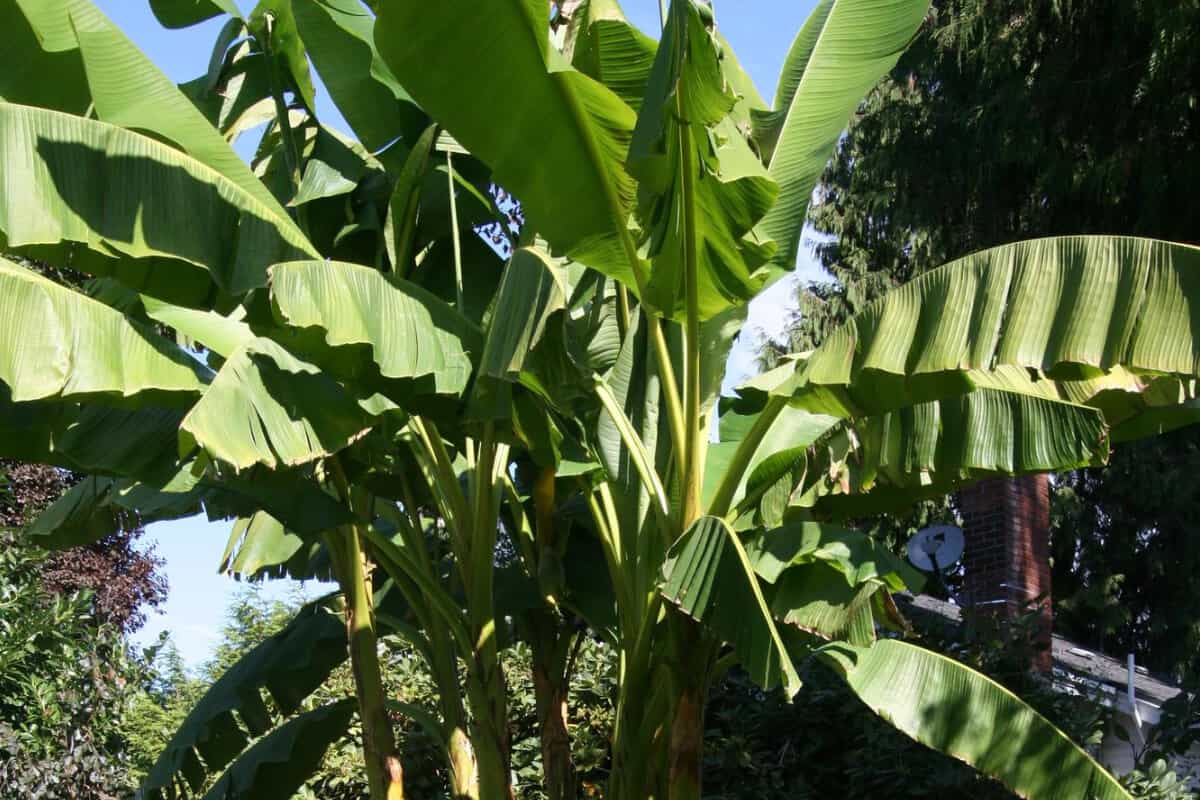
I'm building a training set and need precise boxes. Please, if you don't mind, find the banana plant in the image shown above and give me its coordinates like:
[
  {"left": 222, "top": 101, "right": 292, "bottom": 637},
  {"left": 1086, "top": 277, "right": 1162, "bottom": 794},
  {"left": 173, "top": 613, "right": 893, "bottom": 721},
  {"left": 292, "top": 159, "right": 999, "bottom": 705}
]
[
  {"left": 376, "top": 0, "right": 1198, "bottom": 800},
  {"left": 0, "top": 0, "right": 525, "bottom": 799}
]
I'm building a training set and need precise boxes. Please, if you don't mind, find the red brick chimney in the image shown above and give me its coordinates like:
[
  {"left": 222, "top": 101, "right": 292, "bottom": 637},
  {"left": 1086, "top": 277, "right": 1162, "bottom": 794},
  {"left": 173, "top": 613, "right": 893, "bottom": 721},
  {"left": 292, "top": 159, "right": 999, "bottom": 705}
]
[{"left": 959, "top": 475, "right": 1052, "bottom": 672}]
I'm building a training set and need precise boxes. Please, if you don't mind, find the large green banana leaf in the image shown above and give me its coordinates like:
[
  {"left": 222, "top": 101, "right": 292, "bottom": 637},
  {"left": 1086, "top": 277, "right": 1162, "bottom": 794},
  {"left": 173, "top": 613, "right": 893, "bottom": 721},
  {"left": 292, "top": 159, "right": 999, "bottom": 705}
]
[
  {"left": 0, "top": 258, "right": 210, "bottom": 403},
  {"left": 180, "top": 338, "right": 396, "bottom": 470},
  {"left": 292, "top": 0, "right": 428, "bottom": 160},
  {"left": 826, "top": 639, "right": 1130, "bottom": 800},
  {"left": 26, "top": 476, "right": 200, "bottom": 549},
  {"left": 595, "top": 313, "right": 670, "bottom": 546},
  {"left": 271, "top": 261, "right": 480, "bottom": 396},
  {"left": 755, "top": 0, "right": 929, "bottom": 275},
  {"left": 246, "top": 0, "right": 317, "bottom": 115},
  {"left": 0, "top": 0, "right": 91, "bottom": 114},
  {"left": 745, "top": 522, "right": 924, "bottom": 591},
  {"left": 0, "top": 102, "right": 317, "bottom": 305},
  {"left": 220, "top": 511, "right": 332, "bottom": 581},
  {"left": 0, "top": 398, "right": 185, "bottom": 481},
  {"left": 629, "top": 0, "right": 776, "bottom": 319},
  {"left": 180, "top": 32, "right": 275, "bottom": 142},
  {"left": 150, "top": 0, "right": 241, "bottom": 28},
  {"left": 196, "top": 698, "right": 354, "bottom": 800},
  {"left": 563, "top": 0, "right": 658, "bottom": 112},
  {"left": 16, "top": 0, "right": 288, "bottom": 217},
  {"left": 660, "top": 517, "right": 800, "bottom": 696},
  {"left": 762, "top": 561, "right": 884, "bottom": 657},
  {"left": 142, "top": 601, "right": 349, "bottom": 796},
  {"left": 376, "top": 0, "right": 638, "bottom": 291},
  {"left": 770, "top": 236, "right": 1200, "bottom": 416},
  {"left": 196, "top": 698, "right": 354, "bottom": 800},
  {"left": 470, "top": 247, "right": 570, "bottom": 419}
]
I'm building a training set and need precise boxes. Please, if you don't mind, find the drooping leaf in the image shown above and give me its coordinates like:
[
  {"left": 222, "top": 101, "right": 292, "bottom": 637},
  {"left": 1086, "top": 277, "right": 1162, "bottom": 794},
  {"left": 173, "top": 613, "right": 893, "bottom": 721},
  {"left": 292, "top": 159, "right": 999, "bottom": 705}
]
[
  {"left": 595, "top": 313, "right": 668, "bottom": 546},
  {"left": 142, "top": 601, "right": 352, "bottom": 798},
  {"left": 659, "top": 517, "right": 800, "bottom": 696},
  {"left": 180, "top": 338, "right": 396, "bottom": 470},
  {"left": 474, "top": 247, "right": 568, "bottom": 416},
  {"left": 271, "top": 261, "right": 479, "bottom": 395},
  {"left": 384, "top": 125, "right": 438, "bottom": 277},
  {"left": 246, "top": 0, "right": 316, "bottom": 113},
  {"left": 629, "top": 0, "right": 776, "bottom": 319},
  {"left": 0, "top": 2, "right": 91, "bottom": 114},
  {"left": 0, "top": 102, "right": 317, "bottom": 299},
  {"left": 0, "top": 258, "right": 210, "bottom": 403},
  {"left": 292, "top": 0, "right": 428, "bottom": 160},
  {"left": 376, "top": 0, "right": 636, "bottom": 292},
  {"left": 218, "top": 511, "right": 332, "bottom": 581},
  {"left": 150, "top": 0, "right": 241, "bottom": 28},
  {"left": 26, "top": 476, "right": 200, "bottom": 549},
  {"left": 755, "top": 0, "right": 929, "bottom": 276},
  {"left": 179, "top": 39, "right": 275, "bottom": 142},
  {"left": 824, "top": 639, "right": 1130, "bottom": 800},
  {"left": 19, "top": 0, "right": 290, "bottom": 212},
  {"left": 703, "top": 402, "right": 838, "bottom": 513},
  {"left": 763, "top": 561, "right": 883, "bottom": 645},
  {"left": 196, "top": 698, "right": 354, "bottom": 800},
  {"left": 142, "top": 297, "right": 254, "bottom": 359},
  {"left": 746, "top": 522, "right": 924, "bottom": 591},
  {"left": 565, "top": 0, "right": 658, "bottom": 112},
  {"left": 773, "top": 236, "right": 1200, "bottom": 416}
]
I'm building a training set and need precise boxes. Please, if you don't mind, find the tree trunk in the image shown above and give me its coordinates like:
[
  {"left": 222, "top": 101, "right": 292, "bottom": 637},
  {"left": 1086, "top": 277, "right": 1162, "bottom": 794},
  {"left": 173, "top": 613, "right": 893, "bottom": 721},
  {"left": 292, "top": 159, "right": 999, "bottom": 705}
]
[
  {"left": 343, "top": 528, "right": 404, "bottom": 800},
  {"left": 467, "top": 646, "right": 512, "bottom": 800},
  {"left": 667, "top": 610, "right": 715, "bottom": 800},
  {"left": 533, "top": 654, "right": 576, "bottom": 800},
  {"left": 667, "top": 686, "right": 704, "bottom": 800}
]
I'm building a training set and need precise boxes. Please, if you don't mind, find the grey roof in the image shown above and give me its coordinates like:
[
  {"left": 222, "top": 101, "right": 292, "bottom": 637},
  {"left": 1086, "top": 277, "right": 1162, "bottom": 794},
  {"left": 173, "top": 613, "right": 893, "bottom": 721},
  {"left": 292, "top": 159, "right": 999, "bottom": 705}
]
[{"left": 895, "top": 593, "right": 1181, "bottom": 706}]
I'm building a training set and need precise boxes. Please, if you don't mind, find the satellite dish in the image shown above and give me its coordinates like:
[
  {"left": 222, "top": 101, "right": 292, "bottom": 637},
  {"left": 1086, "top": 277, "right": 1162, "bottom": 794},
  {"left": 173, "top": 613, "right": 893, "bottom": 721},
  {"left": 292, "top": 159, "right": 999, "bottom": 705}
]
[{"left": 908, "top": 525, "right": 962, "bottom": 572}]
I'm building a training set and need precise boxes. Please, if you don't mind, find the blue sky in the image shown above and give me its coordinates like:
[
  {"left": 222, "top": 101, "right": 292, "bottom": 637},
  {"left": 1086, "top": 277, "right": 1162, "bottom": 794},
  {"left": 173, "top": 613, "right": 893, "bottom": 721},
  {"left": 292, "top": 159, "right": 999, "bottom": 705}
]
[{"left": 95, "top": 0, "right": 820, "bottom": 667}]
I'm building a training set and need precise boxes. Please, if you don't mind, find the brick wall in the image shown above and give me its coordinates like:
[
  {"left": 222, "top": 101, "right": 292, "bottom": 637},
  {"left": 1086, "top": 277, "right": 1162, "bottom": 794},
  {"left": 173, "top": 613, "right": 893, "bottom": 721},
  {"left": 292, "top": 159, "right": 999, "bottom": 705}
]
[{"left": 959, "top": 475, "right": 1051, "bottom": 670}]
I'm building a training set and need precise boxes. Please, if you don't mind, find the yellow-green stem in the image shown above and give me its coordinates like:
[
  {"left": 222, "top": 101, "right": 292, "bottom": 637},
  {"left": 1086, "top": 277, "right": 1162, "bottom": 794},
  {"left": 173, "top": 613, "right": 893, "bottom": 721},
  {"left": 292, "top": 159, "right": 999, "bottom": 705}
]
[
  {"left": 446, "top": 150, "right": 467, "bottom": 314},
  {"left": 326, "top": 456, "right": 404, "bottom": 800},
  {"left": 346, "top": 525, "right": 404, "bottom": 800},
  {"left": 679, "top": 116, "right": 706, "bottom": 530}
]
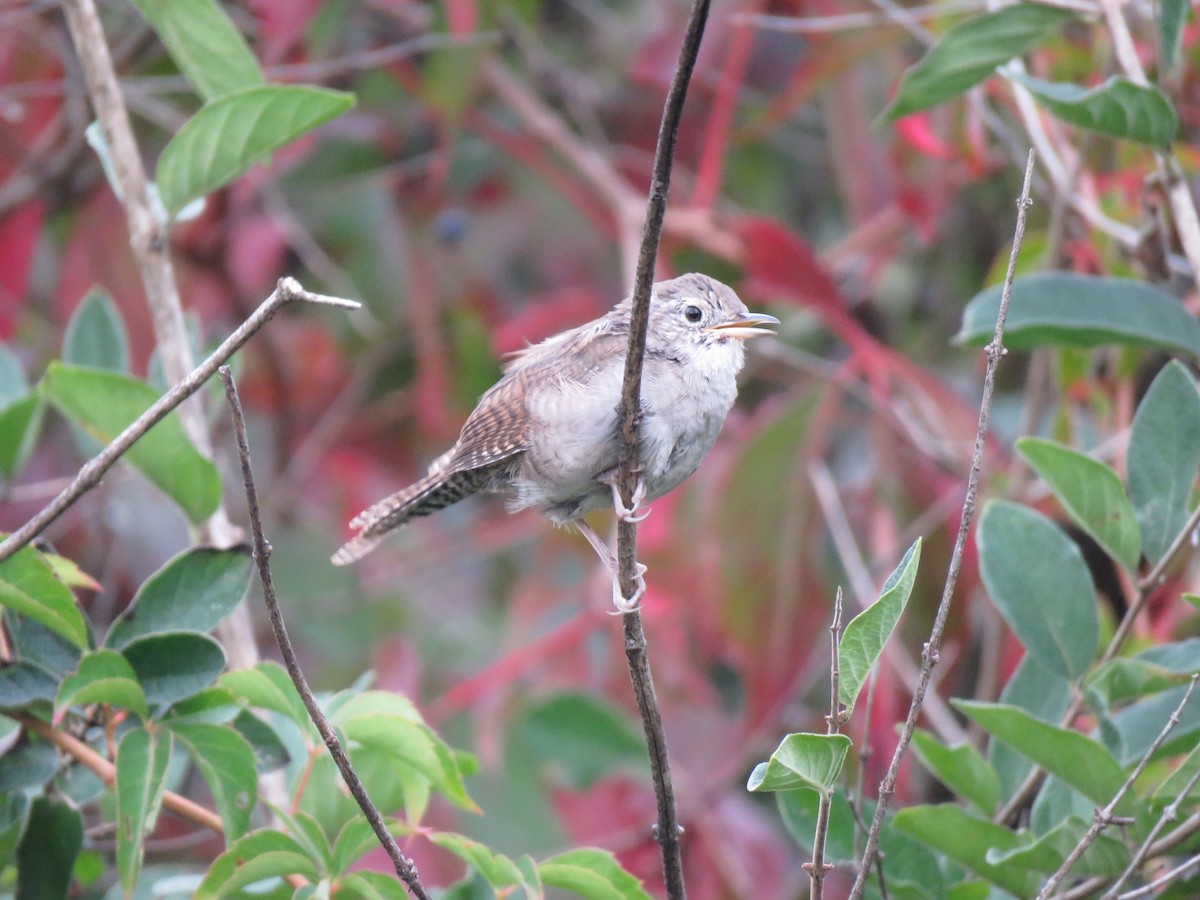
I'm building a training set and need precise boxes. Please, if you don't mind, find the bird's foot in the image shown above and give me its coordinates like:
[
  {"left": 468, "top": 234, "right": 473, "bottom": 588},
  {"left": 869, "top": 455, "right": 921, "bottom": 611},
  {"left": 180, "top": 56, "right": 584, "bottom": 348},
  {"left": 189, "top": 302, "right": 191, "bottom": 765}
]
[
  {"left": 608, "top": 475, "right": 650, "bottom": 524},
  {"left": 612, "top": 563, "right": 646, "bottom": 616},
  {"left": 575, "top": 518, "right": 646, "bottom": 616}
]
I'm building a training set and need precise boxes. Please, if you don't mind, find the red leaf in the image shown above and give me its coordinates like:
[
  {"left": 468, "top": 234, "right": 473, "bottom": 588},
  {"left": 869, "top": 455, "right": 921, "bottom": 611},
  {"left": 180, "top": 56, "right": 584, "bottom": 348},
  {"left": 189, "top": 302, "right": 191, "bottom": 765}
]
[{"left": 893, "top": 113, "right": 959, "bottom": 162}]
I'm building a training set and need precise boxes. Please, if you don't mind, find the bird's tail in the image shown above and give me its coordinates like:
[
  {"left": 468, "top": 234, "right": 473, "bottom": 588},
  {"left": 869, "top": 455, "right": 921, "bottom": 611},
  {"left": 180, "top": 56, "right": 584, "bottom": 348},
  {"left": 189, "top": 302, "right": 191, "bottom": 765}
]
[{"left": 330, "top": 470, "right": 486, "bottom": 565}]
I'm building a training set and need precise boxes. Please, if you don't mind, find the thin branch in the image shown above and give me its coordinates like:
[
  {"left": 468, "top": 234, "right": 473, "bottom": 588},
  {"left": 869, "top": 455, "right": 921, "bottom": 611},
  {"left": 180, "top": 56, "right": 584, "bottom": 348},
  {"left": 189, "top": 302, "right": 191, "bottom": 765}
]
[
  {"left": 1037, "top": 676, "right": 1196, "bottom": 900},
  {"left": 804, "top": 586, "right": 844, "bottom": 900},
  {"left": 0, "top": 278, "right": 359, "bottom": 562},
  {"left": 617, "top": 0, "right": 709, "bottom": 900},
  {"left": 13, "top": 713, "right": 224, "bottom": 834},
  {"left": 1121, "top": 853, "right": 1200, "bottom": 900},
  {"left": 220, "top": 366, "right": 430, "bottom": 900},
  {"left": 1100, "top": 691, "right": 1200, "bottom": 900},
  {"left": 850, "top": 149, "right": 1034, "bottom": 900}
]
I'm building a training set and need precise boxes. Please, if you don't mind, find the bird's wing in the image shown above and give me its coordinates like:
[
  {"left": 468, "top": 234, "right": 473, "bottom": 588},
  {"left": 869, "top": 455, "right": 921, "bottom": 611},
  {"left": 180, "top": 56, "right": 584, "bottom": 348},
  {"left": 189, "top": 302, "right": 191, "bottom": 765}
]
[
  {"left": 504, "top": 304, "right": 629, "bottom": 374},
  {"left": 446, "top": 319, "right": 626, "bottom": 480}
]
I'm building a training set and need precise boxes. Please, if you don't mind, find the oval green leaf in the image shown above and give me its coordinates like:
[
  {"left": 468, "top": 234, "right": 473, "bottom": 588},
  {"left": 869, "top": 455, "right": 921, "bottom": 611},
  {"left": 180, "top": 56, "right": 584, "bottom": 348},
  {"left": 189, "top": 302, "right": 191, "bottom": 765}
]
+---+
- _Stated exercise_
Your task is to reproduce, exactly and exclusively, the lines from the one holding "the bird's wing" through the final line of the listing.

- _Answer_
I'm building a training set and need precise boxes. Please, if you don't mind, find the bird's wing in the image shown above and give me its coordinates like:
[
  {"left": 468, "top": 234, "right": 473, "bottom": 588},
  {"left": 869, "top": 455, "right": 921, "bottom": 611},
  {"left": 180, "top": 56, "right": 584, "bottom": 348},
  {"left": 189, "top": 302, "right": 191, "bottom": 765}
]
[
  {"left": 504, "top": 304, "right": 629, "bottom": 374},
  {"left": 446, "top": 319, "right": 626, "bottom": 480}
]
I'm building a training set and need precise boxes. Please, if you don't mind, find the oval green leaf in the image shown above and give me its coordinates like:
[
  {"left": 468, "top": 234, "right": 473, "bottom": 588},
  {"left": 869, "top": 455, "right": 921, "bottom": 611},
  {"left": 180, "top": 56, "right": 584, "bottom": 348},
  {"left": 189, "top": 302, "right": 191, "bottom": 765}
]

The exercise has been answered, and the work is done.